### Le problème
D'après le texte ci-dessous sur la crise mondiale, pourquoi les taux zéro, voire négatifs, sont-ils une malédiction pour les banques ? Répondez en une à trois phrases.

### Extrait du texte
--*--

En cas de crise mondiale… partons à l'étranger !

Cette formule à la Desproges, en fait un tag écrit pendant les rencontres photographiques d'Arles à l'été 2013, sans doute par un mouvement alternatif désireux de frapper les esprits sur les paradoxes de notre temps, illustre parfaitement l'état d'impuissance dans lequel se trouve enfermée l'économie mondiale.
Philippe Mabille

Comme en 2013, l'inquiétude ressurgit sur les risques d'une nouvelle crise, alors que les banques traversent une période difficile, qui s'est manifestée en Europe par l'effondrement en Bourse de la Deutsche Bank, de plusieurs banques italiennes et qui atteint même, dans une moindre mesure, les plus grandes banques françaises.

Certains, pour les plus pessimistes, n'hésitent pas à prédire un nouveau krach qui atteindrait cette fois non seulement les Bourses, mais aussi les marchés obligataires, gavés de liquidité par les banques centrales dont les taux d'intervention sont entrés, depuis la décision de la Banque du Japon de les porter en territoire négatif, dans une terra incognita.

Après une chute brutale dans les premières semaines de l'année, les marchés semblent s'être stabilisés cette semaine, mais les dégâts psychologiques de cet épisode de bear market (marché à la baisse) sont déjà perceptibles. Plus que jamais, on attend le salut des banques centrales, seules à même de rassurer les marchés. Alors qu'une nouvelle récession pointe le nez, l'horizon d'une deuxième hausse des taux américains s'éloigne de plusieurs années, tandis qu'en Europe, tous les espoirs se tournent vers la BCE qui pourrait prendre de nouvelles initiatives en mars. Sans aller jusqu'à prévoir des taux négatifs, les investisseurs comptent bien sur Mario Draghi pour sauver les banques, dont les bilans se dégradent à cause de la chute des prix du pétrole et de l'atonie de l'économie. Encore plus pessimiste, Patrick Artus, le patron de la recherche de Natixis, dénonce dans son dernier livre écrit avec la journaliste Marie-Paule Virard « la folie des banques centrales », pompiers pyromanes qui jouent avec le feu en inondant la planète financière de liquidités, au risque de semer les germes d'une nouvelle crise à côté de laquelle celle de 2008 ne serait qu'une « aimable plaisanterie ». Les taux zéro, voire négatifs, sont certes une aubaine pour les emprunteurs, notamment les États, mais c'est une malédiction pour les banques qui voient leur rentabilité baisser de façon structurelle, et augmenter leurs risques sur leurs portefeuilles d'actifs.

--*--

### Extraits de données d'étiquetage de lieux

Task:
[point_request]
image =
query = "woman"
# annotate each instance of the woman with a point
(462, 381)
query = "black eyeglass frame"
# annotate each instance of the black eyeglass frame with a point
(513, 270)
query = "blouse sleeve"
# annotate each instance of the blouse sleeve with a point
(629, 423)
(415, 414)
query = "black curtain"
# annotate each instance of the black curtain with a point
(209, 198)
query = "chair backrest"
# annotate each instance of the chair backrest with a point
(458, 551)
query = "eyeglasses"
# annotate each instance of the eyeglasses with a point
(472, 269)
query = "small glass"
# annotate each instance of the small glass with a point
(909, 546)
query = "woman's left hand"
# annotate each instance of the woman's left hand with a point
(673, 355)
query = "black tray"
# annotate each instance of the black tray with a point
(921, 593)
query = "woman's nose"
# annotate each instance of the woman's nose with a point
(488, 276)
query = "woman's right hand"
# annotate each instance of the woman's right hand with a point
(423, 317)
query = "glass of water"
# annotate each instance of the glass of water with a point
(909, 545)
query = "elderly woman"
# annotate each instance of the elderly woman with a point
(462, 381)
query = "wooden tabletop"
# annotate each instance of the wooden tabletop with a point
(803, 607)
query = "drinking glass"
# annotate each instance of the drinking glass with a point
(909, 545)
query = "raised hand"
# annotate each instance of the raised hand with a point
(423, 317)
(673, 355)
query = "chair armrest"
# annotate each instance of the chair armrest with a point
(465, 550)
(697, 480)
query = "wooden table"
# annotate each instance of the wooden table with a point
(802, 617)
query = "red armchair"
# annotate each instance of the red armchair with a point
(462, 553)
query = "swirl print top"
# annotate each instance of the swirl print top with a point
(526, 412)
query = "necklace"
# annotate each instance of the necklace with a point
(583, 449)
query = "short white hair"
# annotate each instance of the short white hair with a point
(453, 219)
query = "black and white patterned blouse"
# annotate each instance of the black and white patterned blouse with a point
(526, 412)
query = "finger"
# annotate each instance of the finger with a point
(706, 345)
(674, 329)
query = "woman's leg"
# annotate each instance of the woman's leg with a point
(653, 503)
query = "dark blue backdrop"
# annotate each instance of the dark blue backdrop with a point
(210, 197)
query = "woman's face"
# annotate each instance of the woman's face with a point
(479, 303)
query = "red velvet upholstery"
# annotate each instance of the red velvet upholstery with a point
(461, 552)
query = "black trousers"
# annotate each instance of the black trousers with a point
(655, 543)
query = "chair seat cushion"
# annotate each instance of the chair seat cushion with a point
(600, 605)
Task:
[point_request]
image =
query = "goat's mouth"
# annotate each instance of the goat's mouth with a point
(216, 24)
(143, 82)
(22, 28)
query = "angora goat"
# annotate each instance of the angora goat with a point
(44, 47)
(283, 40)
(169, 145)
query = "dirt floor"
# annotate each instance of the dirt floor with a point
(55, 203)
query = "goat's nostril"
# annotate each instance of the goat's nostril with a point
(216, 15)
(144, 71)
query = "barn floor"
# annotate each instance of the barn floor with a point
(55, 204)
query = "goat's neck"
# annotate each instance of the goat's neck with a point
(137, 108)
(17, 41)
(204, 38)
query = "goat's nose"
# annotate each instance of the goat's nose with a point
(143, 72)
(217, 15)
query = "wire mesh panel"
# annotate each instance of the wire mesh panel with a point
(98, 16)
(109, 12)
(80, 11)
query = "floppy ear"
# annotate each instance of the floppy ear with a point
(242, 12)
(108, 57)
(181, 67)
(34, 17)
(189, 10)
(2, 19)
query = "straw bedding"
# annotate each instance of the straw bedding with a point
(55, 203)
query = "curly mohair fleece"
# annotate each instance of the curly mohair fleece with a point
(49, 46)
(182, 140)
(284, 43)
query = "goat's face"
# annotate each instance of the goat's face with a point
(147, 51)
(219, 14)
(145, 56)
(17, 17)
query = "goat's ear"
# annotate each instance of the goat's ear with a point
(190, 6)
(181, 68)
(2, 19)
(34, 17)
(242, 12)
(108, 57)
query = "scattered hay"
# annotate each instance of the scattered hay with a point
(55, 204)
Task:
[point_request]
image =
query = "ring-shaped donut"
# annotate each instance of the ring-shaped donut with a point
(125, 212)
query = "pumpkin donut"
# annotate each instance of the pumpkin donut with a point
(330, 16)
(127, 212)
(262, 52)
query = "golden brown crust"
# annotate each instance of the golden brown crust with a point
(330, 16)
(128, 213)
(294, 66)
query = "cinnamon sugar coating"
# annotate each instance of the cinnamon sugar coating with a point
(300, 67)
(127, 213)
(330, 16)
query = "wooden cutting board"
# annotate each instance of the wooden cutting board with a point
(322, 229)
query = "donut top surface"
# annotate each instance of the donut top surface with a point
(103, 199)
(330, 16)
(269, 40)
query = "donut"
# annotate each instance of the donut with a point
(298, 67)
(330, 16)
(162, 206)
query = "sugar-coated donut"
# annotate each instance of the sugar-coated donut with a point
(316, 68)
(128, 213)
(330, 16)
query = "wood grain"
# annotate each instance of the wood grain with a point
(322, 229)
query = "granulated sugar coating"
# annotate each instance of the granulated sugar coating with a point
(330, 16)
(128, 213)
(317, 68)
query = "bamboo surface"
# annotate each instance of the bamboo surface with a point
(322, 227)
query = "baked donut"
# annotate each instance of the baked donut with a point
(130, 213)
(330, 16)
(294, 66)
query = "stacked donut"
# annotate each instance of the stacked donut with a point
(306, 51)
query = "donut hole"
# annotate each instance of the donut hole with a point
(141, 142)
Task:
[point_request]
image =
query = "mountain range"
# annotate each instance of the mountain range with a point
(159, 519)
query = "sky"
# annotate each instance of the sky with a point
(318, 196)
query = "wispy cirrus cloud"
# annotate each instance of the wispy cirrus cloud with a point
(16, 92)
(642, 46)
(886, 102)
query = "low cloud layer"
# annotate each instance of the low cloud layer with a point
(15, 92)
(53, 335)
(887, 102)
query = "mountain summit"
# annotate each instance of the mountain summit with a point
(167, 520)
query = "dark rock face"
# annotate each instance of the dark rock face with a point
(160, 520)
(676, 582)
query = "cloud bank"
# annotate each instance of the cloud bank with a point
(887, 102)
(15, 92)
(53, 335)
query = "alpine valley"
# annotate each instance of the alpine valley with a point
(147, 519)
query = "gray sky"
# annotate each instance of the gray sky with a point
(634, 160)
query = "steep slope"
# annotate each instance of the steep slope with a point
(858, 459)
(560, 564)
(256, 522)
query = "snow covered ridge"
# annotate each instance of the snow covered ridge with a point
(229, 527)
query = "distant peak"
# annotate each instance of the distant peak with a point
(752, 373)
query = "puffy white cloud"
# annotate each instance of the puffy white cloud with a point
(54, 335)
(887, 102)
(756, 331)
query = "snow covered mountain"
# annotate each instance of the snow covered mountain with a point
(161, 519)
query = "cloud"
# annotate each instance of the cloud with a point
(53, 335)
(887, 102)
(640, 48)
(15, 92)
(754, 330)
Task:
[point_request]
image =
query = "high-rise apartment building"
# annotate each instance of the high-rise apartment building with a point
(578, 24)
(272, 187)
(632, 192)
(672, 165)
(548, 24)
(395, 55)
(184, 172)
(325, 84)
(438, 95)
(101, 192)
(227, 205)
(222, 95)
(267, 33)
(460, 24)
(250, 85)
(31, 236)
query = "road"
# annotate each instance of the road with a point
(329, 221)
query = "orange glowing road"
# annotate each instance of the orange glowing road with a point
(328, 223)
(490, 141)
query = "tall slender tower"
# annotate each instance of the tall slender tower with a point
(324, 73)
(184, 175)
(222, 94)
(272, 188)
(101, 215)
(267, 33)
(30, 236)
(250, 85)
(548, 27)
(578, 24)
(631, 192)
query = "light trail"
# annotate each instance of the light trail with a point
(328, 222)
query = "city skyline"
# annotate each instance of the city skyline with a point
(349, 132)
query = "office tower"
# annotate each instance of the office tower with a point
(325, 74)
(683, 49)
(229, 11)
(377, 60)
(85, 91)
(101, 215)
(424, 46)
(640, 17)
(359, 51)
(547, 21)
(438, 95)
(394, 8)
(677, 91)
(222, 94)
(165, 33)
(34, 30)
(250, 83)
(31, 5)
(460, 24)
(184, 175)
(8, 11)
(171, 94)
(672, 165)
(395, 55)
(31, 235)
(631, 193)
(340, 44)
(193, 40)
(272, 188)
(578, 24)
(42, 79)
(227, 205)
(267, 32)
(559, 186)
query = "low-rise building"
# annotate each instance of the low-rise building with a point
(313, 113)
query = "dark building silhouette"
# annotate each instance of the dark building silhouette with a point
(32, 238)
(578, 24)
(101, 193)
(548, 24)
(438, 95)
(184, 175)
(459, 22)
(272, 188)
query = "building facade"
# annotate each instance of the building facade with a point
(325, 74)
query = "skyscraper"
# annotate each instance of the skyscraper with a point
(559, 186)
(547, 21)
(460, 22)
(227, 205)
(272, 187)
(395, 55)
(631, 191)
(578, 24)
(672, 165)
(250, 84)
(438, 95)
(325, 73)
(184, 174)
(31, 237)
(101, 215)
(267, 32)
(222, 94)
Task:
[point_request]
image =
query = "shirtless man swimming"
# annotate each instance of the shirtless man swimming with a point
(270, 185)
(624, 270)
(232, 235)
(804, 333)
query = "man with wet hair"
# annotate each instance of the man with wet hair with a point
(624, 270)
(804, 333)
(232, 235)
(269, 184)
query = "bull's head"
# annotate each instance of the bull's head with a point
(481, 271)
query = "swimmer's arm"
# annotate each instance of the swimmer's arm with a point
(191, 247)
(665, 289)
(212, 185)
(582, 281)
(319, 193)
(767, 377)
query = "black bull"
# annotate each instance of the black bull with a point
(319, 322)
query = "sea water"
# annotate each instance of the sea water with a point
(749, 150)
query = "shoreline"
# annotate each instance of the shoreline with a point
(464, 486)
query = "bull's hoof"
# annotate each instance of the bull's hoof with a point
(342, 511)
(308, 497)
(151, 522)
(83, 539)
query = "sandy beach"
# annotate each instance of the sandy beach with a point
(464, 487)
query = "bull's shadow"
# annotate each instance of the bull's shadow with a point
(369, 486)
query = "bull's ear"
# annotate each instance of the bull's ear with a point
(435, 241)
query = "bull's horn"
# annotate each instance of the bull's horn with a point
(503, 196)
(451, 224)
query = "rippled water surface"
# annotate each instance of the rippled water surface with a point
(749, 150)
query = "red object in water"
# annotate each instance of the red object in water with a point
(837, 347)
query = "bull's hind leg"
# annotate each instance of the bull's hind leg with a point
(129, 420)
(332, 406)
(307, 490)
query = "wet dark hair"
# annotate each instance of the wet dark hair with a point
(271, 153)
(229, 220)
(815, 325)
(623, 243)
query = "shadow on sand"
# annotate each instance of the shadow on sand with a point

--*--

### La réponse
Avec ces taux, les banques voient leur rentabilité baisser de façon structurelle. Leurs risques sur leurs portefeuilles d'actifs augmentent également.